The first problem is finding a good use case for meta. Many very disruptive technologies did not take off immediately from the beginning. Sometimes they didn't take off until their cost was low enough to align with their customer value. Sometimes they didn't take off because customers didn't know what they could do with the product, etc. Think books, TVs, cars, Internet, etc. I strongly believe that once valuable use cases have been identified by customers, the use of VR for metaverse experiences will take off. And it will not just "take off", it will skyrocket to the roofs.

The second problem in my opinion is the brand itself. Facebook was built from infancy on the theft of personal data (remember female profiles and pictures from university sororities websites being scrapped into Facebook to attract testosterone-awkward males). That's Facebook DNA: collecting and processing personal data from people with their legal but informed and/or unwilling consent. The problem with this approach is that until the first problem is solved for mass consumers (i.e., finding a good use case), the only potential customers of VR/AR equipment are tech savy geeks. And this crowd tends to dislike anything that comes out of Facebook/Meta.

Assuming the above is correct, the company has two options: 1. Finding a high-value use case that could attract a large but yet very specific customer segment, like children (parents), women, luxury, factory workers, etc.

2. Cleaning the company from everyone that destroyed its reputation (i.e., all C-level employees, at least) with immediate effect and bringing in someone who is known to treat privacy not as a legal topic but as a universal human right.

As you can probably guess, I speculate that Meta's only way out is solving the first problem before it runs out of cash.


Hopefully it dies.


It is dead, but I think regardless of AR/VR the main issue was to make it a marketing/corporation/consumerism world, facebook has been profitable for advertising, like internet, but the first citizen were not corporation, corporation arrived after, when the first citizen moved for the counterculture, punk, science, porn, memes, etc.

You can't really create the next new big thing and expect the "non-geek" to move there first, they move at the end, and corporations right after, Zucky just inverted the order of the populating the platform


Does anyone know the computational resources necessary to make a good metaverse? Why were “legs” an “incredible new feature” and not a given? Were/are there engineering or computational constraints limiting the ability to have “legs” / a high quality experience, and what were/are they?

Meta has industry leading AI tech, i mean they research for “embodied AI” and interesting ideas like that, they have expertise in many areas of AI like generative AI… But if there is a CEO king, one must do as the king commands I guess.


Legs weren't included because there's no way to do leg tracking with a headset.

So to have them you have to build an inverse kinematics model and try to simulate them... Which also doesn't really work because you don't know the overall body position of the user.

In a practical sense, a VR avatar is a disembodied head and hands - that's all the data you actually have.

The legs thing was kind of a weak criticism. The issue isn't any one thing, it's that Facebook's overall vision is boring, and keeps putting "sell ads" first.


Thanks for clarifying. I’m not a VR user so I was not aware of that issue with regard to body representation. It seems like camera on the headset to observe the body would help (?).


> Does anyone know the computational resources necessary to make a good metaverse?

Not much, it's just a multiplayer video game - no different technically than the mmos we've had for decades.

▶ Dataset excerpts:

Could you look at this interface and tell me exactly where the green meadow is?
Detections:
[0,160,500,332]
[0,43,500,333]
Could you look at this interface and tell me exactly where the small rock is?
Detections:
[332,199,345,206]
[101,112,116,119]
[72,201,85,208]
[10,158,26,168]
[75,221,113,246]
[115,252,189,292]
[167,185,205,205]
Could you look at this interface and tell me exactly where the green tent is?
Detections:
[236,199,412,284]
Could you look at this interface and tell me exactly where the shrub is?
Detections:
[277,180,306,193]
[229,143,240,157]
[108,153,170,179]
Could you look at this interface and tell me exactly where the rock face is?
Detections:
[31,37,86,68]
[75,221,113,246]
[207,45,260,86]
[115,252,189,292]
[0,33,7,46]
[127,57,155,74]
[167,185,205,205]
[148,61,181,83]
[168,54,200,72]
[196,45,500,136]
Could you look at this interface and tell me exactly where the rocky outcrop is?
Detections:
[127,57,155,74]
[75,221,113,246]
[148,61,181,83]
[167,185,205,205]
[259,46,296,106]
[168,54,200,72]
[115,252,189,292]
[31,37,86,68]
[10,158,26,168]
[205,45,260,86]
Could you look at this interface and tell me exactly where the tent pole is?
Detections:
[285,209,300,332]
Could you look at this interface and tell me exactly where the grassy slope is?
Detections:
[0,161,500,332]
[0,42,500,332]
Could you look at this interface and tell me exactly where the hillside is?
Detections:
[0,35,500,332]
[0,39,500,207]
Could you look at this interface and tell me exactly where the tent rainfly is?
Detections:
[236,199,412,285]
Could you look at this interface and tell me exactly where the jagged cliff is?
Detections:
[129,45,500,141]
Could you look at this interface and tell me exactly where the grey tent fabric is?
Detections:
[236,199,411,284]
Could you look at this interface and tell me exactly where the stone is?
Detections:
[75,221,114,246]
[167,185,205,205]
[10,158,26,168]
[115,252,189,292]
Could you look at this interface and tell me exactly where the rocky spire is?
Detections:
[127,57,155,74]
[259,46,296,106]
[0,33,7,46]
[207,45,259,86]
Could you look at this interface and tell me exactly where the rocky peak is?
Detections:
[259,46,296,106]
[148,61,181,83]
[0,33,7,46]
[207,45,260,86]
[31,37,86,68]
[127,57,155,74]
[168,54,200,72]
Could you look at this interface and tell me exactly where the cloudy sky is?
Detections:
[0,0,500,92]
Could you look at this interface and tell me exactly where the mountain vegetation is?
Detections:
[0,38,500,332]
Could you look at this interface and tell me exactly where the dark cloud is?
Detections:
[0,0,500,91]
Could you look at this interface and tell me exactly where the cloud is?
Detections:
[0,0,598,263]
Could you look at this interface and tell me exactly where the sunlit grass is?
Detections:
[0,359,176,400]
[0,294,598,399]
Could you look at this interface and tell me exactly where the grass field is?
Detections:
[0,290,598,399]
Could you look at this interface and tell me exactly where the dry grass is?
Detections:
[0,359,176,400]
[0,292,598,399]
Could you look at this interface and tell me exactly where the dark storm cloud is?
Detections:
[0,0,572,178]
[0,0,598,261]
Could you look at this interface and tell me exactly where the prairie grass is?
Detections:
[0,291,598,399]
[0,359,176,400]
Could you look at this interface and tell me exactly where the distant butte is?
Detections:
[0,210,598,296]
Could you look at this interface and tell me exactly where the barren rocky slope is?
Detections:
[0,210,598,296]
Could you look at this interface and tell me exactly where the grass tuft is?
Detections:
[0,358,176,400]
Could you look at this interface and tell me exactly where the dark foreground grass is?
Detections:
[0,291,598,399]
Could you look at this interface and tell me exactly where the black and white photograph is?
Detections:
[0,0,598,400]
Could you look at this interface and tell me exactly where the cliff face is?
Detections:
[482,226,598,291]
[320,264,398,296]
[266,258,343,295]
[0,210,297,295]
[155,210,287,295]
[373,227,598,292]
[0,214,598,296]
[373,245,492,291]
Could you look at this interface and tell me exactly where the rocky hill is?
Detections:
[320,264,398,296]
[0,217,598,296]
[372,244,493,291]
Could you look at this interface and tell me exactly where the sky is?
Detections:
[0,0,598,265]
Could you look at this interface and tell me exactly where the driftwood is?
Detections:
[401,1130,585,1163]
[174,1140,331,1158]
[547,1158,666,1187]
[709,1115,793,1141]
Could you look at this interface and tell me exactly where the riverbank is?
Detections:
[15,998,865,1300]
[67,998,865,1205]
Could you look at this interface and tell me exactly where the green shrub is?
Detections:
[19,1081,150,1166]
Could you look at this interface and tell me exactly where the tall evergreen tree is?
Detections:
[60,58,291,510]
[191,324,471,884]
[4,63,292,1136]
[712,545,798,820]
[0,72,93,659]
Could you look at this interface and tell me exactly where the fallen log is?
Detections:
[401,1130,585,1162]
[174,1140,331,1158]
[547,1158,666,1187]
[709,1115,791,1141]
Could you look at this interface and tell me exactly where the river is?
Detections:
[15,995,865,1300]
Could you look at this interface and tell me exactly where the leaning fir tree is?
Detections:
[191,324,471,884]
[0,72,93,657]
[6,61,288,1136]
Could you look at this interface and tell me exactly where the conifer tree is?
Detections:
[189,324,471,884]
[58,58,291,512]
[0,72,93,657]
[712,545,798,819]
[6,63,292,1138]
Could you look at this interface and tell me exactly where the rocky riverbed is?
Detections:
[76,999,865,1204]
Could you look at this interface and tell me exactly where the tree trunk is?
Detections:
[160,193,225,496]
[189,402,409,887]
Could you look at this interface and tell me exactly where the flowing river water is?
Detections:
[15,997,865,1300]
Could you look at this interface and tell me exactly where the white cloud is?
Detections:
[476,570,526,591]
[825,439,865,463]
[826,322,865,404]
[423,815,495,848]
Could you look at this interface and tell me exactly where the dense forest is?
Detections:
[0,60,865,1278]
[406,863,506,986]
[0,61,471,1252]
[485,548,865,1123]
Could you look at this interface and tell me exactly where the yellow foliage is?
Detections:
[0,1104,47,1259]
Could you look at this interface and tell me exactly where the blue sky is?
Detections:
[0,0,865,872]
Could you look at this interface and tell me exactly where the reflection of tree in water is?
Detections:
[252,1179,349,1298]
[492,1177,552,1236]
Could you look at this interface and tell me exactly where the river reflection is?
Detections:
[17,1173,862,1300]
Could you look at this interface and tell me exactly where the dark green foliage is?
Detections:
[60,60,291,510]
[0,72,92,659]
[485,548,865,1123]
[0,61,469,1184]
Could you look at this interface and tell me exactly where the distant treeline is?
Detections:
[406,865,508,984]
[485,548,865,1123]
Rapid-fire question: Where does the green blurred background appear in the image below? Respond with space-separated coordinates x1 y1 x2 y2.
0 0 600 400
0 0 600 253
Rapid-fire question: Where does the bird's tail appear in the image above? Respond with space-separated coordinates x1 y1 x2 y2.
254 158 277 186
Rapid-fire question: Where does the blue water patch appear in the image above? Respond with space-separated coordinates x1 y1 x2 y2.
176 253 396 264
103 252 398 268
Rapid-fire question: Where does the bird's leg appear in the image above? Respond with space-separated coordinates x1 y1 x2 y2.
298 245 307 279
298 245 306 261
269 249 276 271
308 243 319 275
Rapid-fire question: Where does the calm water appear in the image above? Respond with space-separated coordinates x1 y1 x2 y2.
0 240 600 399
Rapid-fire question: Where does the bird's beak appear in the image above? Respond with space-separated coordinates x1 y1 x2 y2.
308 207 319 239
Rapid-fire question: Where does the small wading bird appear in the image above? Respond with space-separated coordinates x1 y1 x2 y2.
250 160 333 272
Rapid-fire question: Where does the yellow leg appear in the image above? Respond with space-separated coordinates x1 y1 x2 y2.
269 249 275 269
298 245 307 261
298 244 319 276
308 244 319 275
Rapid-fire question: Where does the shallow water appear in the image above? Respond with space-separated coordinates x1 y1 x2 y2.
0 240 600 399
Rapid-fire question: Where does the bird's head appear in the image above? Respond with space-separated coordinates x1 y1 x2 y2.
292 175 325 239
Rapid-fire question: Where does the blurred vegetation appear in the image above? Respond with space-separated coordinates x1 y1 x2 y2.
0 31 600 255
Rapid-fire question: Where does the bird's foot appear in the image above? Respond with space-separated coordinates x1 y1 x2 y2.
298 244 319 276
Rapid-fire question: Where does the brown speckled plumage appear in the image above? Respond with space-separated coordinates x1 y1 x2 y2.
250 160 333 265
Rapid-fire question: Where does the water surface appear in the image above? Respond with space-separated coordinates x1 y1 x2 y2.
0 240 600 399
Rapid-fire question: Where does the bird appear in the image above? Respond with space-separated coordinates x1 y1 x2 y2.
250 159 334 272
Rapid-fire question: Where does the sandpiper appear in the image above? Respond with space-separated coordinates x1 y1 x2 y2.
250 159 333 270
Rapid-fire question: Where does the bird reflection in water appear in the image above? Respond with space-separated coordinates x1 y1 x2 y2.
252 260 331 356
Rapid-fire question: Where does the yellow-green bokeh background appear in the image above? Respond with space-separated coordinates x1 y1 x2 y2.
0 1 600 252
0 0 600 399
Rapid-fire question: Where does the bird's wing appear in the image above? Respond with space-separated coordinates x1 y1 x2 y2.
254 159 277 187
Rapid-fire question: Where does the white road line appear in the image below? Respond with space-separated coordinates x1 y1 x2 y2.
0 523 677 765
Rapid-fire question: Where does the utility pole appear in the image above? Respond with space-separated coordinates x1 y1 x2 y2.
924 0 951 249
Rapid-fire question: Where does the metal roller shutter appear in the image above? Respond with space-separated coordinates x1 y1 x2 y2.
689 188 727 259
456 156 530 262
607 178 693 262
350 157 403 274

▶ What needs to be done: In the metaverse discussion, why were legs left out of the VR avatars?

▶ Solution: A headset has no way to track legs, so they would have to be simulated with an inverse kinematics model. That doesn't really work either, because the user's overall body position is unknown. The only data available is the head and hands.